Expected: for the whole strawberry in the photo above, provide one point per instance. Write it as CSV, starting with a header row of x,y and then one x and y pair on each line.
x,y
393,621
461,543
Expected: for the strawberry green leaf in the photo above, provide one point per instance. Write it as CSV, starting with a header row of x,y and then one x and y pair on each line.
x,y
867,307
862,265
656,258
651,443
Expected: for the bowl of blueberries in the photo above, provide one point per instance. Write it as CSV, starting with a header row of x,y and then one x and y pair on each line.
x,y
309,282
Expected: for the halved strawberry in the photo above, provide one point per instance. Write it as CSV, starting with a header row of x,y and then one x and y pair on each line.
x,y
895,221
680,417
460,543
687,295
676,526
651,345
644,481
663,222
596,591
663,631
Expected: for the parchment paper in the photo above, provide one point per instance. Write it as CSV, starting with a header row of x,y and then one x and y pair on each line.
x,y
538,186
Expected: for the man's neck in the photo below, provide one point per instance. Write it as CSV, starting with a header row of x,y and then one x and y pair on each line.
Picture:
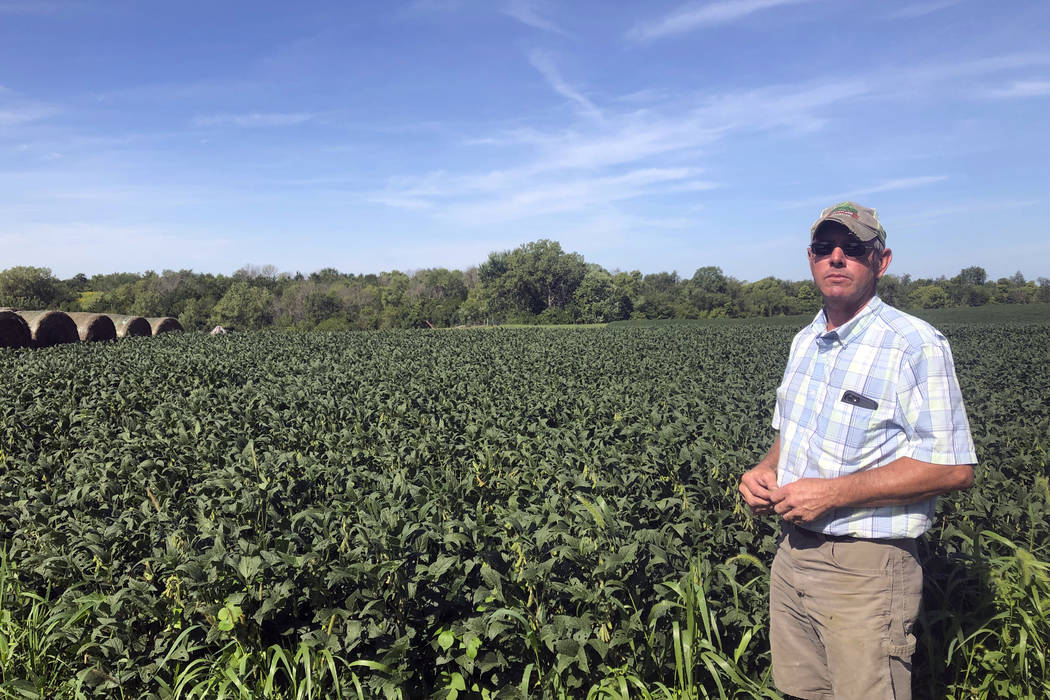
x,y
838,313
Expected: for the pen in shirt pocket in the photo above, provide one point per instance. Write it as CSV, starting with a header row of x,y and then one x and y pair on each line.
x,y
859,400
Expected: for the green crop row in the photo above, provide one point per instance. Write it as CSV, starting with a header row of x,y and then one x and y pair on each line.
x,y
487,513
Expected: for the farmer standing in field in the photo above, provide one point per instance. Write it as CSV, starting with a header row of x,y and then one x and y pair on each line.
x,y
870,430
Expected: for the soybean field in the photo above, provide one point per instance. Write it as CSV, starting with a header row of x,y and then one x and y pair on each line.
x,y
469,513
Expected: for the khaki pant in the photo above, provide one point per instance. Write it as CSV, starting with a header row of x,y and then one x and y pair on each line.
x,y
841,612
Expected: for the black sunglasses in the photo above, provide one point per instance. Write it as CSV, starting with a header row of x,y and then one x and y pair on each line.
x,y
854,249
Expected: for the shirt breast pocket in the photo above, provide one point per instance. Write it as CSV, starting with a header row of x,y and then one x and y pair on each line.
x,y
863,419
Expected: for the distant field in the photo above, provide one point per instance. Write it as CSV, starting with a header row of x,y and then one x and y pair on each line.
x,y
411,513
987,314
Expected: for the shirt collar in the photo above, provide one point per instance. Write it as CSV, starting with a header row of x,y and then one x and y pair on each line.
x,y
854,327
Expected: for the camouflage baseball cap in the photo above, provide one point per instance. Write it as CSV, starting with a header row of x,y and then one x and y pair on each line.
x,y
862,221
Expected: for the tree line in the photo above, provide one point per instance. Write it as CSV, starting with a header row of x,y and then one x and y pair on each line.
x,y
536,283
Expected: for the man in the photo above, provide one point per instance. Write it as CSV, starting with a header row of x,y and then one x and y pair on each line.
x,y
870,430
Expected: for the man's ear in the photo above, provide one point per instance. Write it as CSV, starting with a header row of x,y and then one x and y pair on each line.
x,y
883,262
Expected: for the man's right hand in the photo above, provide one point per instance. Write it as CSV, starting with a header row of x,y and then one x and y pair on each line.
x,y
758,483
757,486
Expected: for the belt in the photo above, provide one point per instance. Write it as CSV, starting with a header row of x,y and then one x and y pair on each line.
x,y
790,530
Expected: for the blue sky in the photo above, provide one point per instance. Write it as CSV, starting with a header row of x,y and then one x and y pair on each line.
x,y
149,134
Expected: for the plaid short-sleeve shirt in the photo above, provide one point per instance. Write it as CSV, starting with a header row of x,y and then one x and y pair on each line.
x,y
879,387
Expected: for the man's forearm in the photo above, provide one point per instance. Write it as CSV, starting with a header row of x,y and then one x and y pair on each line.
x,y
901,482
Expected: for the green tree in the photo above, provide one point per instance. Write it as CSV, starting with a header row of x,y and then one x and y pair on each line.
x,y
531,278
33,289
244,306
600,300
929,296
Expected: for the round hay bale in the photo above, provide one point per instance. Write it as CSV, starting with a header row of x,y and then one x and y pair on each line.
x,y
93,326
164,324
14,331
130,325
50,327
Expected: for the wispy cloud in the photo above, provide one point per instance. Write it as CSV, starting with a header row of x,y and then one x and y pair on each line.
x,y
887,186
922,8
254,119
695,16
15,110
545,64
530,13
1022,88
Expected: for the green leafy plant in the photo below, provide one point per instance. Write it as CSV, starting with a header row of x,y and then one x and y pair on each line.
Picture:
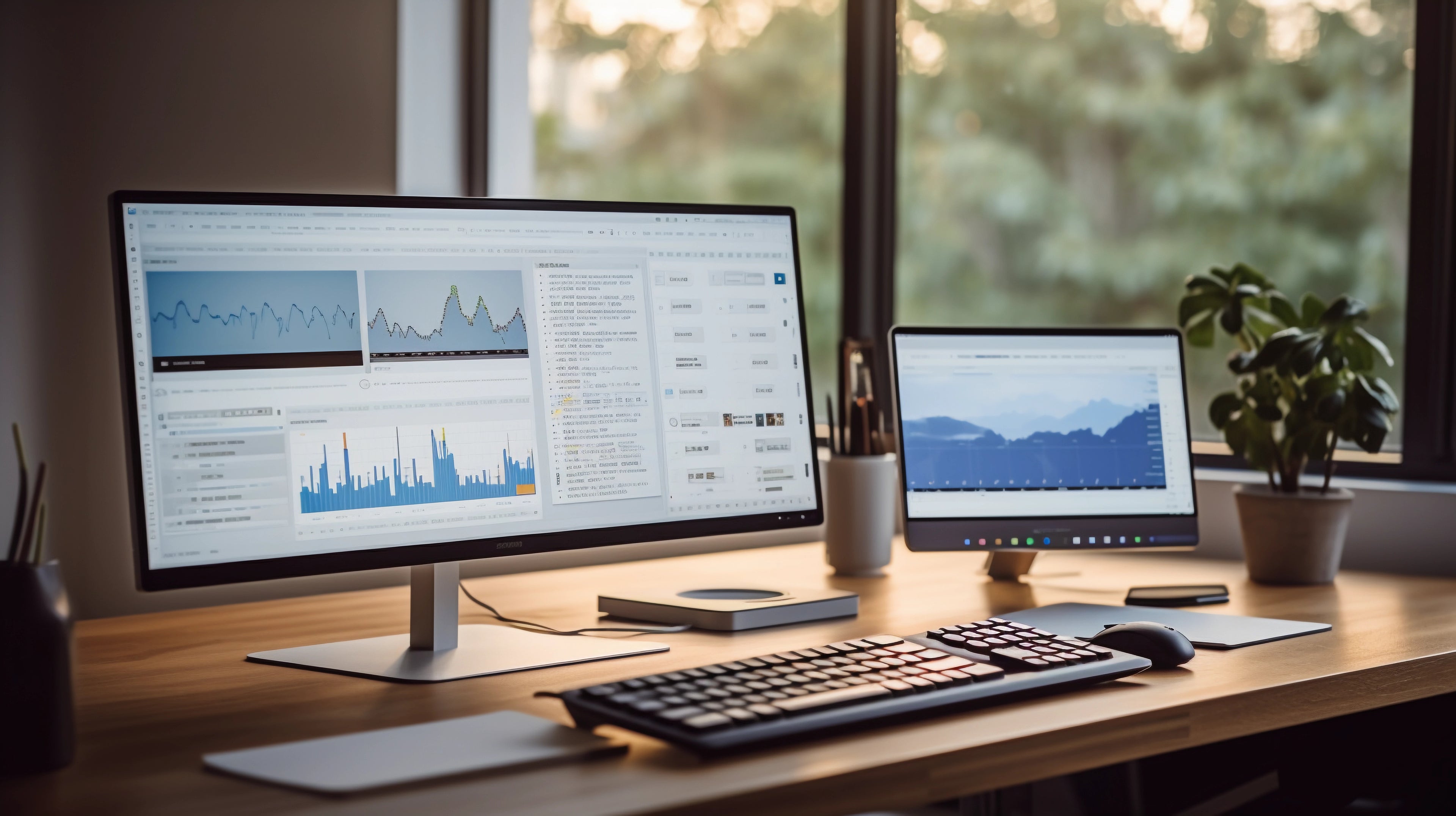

-*-*-

Exercise objective. How many lines in the records contain the string "pocket"? Reply with the number alone.

Task response. 2